### Extracted text
● ● ● ● ● ● ●

Volunteer at Rebuilding Together
Carl Hammer has quietly and diligently made an impact on his community since 1991 by working with Rebuilding Together Sacramento, which repairs homes, revitalizes communities and rebuilds lives. Since the organization began in Sacramento, over 6,500 homes and 92 community facilities have been repaired. Carl has looked for ways to be most effective and found a way to give back by raising money to go toward home improvements for his neighbors that would not otherwise afford them, and we are so thank for his work!
Tell us a little about yourself
I am 94 years old, from the South Natomas area, with my wife of 71 years. We have 3 children, 7 grandchildren and 15 great-grandchildren. We moved here in 1990 and started working with Rebuilding Together in 1991. This became my retired life - which means what I now do for work! Also, since I retired, I formed a senior fitness exercise group, which I taught here in Sacramento for 18 years. I now live in a senior complex called The Village in North Natomas.
How are you making a difference in your community?
I work with a nonprofit organization called Rebuilding Together, making it safer for seniors to live in their own homes by installing safety devices. And I don't just do the work on the houses, I also I raise money through making a variety of jams and applesauce; 100% of the sales goes to Rebuilding Together. We make up to 1500 jars a year, which translates to $6,000-$7,000; this funding means that 100+ homes are made safer each year. We are addressing an area of need that other organizations are not participating in (making an effort to keep seniors safe in their own homes). This is important to me because nobody else is doing it, and I am very concerned about the safety and the neglect of seniors.
What inspires your community efforts? Why is the work important to you?
I think the biggest inspiration is the results that we see from our work and the gratitude that we receive from our recipients, as well as the instant gratification that our volunteers receive.
What accomplishment are you most proud of?
I was able to organize the Home Safety Program with Rebuilding Together in 2000. And that program has grown to great proportions - we have served over 3,700 seniors with volunteers, means we can offer it at no cost to the seniors. We also have a program, which is fee-for-service, for people who can afford to have the work done (which is at a nominal fee).

● ● ● ● ● ● ●

Reproduce the volunteer profile from "I think the" up to and including "most proud of?". The material after this text isn't needed.

● ● ● ● ● ● ●

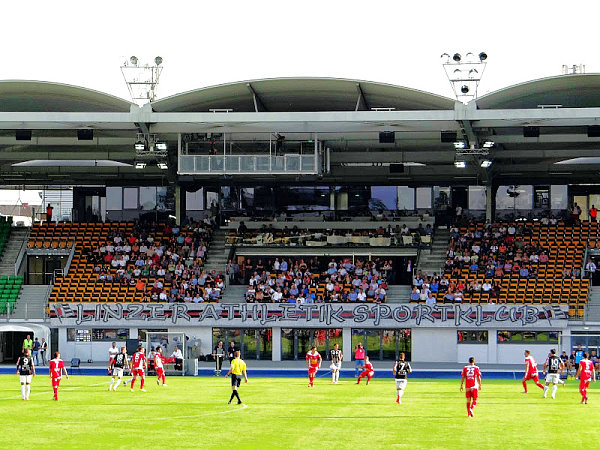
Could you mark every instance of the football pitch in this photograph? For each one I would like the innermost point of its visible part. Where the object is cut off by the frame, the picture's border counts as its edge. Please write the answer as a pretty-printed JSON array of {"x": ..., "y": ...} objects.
[{"x": 285, "y": 413}]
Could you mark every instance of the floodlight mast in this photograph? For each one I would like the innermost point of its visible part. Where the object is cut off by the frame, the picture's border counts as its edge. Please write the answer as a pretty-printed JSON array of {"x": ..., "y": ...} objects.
[
  {"x": 464, "y": 73},
  {"x": 142, "y": 79}
]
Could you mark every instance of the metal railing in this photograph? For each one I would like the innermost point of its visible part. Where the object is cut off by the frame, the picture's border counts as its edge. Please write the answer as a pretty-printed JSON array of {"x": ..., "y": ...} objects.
[{"x": 248, "y": 164}]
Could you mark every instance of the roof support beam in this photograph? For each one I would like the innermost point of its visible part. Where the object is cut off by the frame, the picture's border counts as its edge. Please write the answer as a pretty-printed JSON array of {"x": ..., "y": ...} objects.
[
  {"x": 361, "y": 101},
  {"x": 259, "y": 106}
]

● ● ● ● ● ● ●

### Expected output
I think the biggest inspiration is the results that we see from our work and the gratitude that we receive from our recipients, as well as the instant gratification that our volunteers receive.
What accomplishment are you most proud of?